### Task directions
Starting from the line in which "help me out — i'm trying to find the fendt" appears, output every line down to the last line of the data below, exactly and without anything more.

Dataset records: Begin

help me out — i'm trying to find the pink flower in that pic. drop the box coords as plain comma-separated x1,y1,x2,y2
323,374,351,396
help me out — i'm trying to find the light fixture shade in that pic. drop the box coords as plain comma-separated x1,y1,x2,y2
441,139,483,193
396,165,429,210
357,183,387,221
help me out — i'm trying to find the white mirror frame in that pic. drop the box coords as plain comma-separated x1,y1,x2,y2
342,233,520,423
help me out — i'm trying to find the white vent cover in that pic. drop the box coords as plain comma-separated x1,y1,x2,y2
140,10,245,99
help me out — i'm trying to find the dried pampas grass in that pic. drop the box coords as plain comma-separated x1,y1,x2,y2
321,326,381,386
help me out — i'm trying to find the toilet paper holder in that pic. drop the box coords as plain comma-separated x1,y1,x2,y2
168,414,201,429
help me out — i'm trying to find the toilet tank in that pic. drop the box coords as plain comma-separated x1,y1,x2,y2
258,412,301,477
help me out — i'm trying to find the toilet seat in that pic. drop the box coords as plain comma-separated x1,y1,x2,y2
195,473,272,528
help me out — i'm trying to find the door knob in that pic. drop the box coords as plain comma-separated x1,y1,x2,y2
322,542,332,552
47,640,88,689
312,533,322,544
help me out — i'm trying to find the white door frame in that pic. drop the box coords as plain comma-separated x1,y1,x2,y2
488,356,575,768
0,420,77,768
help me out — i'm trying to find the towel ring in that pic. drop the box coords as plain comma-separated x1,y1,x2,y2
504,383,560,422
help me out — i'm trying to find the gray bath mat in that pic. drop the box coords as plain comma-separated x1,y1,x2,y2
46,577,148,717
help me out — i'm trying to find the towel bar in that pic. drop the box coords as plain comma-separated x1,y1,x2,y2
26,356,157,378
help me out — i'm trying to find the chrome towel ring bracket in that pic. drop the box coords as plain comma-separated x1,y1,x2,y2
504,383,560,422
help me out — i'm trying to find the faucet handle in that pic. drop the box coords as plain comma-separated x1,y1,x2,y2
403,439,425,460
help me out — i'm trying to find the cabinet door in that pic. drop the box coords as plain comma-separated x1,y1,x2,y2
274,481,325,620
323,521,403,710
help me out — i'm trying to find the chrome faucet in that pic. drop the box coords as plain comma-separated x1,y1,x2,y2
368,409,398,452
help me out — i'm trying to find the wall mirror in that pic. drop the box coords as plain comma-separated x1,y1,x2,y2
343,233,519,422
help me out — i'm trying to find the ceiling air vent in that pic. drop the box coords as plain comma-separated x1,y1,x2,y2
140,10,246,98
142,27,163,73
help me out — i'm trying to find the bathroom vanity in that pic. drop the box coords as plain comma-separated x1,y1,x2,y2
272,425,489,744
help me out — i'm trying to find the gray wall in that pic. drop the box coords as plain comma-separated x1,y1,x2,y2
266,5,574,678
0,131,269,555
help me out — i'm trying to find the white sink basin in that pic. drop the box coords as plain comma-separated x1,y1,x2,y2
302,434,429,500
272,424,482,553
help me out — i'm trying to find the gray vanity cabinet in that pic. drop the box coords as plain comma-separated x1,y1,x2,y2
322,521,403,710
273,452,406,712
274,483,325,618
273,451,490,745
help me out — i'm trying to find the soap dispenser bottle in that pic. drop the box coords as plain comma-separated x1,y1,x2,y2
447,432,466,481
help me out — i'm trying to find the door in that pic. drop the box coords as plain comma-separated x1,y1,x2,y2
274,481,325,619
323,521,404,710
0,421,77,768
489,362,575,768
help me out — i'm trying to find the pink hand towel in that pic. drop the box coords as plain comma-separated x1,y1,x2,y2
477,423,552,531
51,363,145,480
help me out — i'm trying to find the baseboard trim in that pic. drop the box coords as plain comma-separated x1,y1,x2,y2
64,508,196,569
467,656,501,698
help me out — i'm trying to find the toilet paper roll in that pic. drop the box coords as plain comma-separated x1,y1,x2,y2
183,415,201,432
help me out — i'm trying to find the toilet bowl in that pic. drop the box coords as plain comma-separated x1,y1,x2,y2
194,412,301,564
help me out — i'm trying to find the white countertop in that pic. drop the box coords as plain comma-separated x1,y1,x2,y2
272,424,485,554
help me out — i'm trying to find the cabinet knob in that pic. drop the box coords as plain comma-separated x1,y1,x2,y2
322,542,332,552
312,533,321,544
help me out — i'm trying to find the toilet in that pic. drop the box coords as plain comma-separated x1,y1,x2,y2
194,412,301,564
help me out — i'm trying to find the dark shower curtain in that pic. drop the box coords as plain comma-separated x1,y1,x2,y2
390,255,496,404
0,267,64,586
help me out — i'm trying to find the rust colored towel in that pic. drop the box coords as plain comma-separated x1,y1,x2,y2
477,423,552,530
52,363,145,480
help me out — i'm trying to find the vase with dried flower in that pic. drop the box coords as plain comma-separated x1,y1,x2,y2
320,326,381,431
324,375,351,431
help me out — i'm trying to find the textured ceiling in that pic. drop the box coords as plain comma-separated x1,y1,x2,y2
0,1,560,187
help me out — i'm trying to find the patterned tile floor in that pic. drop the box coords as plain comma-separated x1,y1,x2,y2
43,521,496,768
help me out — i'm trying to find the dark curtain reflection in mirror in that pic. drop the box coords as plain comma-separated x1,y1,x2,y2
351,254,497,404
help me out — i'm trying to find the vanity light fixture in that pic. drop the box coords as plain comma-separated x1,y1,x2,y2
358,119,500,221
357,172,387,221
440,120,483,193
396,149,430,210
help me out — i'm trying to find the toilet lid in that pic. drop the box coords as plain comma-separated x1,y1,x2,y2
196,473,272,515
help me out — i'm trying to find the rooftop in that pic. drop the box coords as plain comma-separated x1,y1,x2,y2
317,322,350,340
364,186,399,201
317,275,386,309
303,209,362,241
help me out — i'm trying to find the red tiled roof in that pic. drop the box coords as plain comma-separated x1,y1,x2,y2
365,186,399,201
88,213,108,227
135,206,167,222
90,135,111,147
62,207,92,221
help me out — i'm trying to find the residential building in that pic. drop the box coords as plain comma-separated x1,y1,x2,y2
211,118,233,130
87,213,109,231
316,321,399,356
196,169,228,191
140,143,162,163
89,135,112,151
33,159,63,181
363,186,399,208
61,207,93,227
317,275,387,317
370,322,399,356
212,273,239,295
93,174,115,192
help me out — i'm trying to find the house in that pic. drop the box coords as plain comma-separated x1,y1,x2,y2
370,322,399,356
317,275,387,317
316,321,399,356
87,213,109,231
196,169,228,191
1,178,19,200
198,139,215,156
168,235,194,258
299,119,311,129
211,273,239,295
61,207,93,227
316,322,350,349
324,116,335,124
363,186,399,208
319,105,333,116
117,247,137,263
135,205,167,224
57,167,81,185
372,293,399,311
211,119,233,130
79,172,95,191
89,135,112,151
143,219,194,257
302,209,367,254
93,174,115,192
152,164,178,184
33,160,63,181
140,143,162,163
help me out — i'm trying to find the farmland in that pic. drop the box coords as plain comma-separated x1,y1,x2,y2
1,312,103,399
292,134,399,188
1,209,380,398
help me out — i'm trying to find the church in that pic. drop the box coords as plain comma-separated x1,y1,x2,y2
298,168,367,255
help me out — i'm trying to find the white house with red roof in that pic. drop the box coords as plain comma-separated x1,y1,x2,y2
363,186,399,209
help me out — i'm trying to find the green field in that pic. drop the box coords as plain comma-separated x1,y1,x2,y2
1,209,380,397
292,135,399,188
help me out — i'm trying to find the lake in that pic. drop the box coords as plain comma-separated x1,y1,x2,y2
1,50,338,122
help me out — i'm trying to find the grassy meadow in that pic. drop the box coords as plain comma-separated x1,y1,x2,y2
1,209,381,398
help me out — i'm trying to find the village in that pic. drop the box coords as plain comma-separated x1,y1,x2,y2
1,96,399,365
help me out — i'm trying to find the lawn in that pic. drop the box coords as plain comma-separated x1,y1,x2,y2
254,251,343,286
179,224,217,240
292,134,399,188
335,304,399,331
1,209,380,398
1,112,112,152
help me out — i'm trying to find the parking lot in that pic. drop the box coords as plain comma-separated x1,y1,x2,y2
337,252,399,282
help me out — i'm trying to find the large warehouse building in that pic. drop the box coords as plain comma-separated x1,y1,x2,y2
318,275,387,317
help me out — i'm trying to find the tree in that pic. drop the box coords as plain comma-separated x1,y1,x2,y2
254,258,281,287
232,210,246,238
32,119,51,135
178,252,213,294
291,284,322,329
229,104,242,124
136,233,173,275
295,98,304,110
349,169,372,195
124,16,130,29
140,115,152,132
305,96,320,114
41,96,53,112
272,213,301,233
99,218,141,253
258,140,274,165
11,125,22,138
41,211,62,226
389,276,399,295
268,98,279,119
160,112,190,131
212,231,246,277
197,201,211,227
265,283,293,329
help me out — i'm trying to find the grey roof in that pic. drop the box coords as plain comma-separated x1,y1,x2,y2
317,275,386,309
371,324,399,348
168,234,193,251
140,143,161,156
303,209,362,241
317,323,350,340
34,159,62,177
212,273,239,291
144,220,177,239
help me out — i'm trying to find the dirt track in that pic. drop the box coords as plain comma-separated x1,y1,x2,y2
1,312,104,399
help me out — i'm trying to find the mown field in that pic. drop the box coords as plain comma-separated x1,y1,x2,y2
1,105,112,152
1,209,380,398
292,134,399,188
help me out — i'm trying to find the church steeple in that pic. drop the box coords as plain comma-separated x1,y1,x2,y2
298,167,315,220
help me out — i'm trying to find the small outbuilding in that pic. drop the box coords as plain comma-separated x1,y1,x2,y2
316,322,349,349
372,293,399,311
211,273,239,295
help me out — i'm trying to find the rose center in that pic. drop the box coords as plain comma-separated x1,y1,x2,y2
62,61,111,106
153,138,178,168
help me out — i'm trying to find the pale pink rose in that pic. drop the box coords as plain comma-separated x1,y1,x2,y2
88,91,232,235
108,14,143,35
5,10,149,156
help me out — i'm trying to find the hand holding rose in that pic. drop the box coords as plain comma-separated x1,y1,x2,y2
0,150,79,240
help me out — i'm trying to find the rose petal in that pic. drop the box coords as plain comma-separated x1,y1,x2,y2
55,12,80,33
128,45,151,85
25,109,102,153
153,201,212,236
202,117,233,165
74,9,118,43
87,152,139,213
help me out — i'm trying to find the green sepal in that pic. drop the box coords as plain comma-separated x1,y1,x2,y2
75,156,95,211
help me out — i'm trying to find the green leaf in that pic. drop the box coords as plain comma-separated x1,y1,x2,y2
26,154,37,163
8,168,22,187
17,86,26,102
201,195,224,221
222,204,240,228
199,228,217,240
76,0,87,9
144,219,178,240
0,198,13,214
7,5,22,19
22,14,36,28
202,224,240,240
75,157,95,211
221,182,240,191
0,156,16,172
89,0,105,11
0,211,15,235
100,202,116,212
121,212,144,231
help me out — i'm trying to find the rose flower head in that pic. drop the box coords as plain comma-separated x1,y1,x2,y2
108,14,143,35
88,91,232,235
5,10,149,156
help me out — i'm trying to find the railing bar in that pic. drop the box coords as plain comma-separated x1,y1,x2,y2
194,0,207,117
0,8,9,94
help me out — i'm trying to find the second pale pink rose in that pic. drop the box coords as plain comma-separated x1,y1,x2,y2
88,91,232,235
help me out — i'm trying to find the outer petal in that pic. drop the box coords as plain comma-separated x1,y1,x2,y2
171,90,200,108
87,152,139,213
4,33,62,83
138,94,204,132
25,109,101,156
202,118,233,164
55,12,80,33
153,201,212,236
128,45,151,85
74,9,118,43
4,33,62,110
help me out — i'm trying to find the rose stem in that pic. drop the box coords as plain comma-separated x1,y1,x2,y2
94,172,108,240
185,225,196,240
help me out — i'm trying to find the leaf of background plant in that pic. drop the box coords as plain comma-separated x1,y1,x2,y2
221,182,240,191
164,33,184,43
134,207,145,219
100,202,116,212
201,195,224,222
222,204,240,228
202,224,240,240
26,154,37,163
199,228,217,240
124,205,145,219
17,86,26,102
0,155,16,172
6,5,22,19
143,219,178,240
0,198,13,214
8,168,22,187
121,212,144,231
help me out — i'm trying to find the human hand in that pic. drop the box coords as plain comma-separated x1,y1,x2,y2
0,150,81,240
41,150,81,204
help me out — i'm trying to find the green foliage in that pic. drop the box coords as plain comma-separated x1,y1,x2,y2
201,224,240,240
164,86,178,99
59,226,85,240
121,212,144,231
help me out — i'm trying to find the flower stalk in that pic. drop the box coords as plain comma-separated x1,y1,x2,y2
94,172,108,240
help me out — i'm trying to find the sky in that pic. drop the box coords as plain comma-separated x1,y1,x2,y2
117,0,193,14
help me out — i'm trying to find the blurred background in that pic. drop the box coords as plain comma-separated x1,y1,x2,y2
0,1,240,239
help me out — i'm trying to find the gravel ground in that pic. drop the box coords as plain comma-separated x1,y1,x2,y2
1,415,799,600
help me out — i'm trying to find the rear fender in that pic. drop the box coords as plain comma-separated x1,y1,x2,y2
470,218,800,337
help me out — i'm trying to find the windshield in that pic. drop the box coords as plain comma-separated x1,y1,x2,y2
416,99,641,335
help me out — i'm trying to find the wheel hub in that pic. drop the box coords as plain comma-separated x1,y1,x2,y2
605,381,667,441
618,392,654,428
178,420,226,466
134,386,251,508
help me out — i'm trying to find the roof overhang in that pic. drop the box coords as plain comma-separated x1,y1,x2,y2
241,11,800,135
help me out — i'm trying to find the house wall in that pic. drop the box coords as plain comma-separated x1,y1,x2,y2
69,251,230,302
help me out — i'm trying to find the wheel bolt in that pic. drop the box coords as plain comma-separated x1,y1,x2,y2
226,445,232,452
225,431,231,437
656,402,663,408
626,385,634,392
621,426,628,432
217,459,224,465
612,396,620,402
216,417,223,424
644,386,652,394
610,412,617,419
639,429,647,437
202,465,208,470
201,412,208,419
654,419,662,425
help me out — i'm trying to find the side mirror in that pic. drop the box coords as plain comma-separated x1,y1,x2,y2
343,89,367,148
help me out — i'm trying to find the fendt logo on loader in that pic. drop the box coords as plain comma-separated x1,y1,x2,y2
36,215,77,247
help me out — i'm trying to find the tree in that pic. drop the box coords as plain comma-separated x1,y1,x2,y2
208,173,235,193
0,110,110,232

Dataset records: End

### Solution
help me out — i'm trying to find the fendt logo on loader in that pic. drop the box coords as plain comma-separated x1,y1,x2,y2
36,215,77,247
help me out — i'm trying to find the tree in that pic. drop the box coords as plain comma-separated x1,y1,x2,y2
208,173,235,193
0,110,110,232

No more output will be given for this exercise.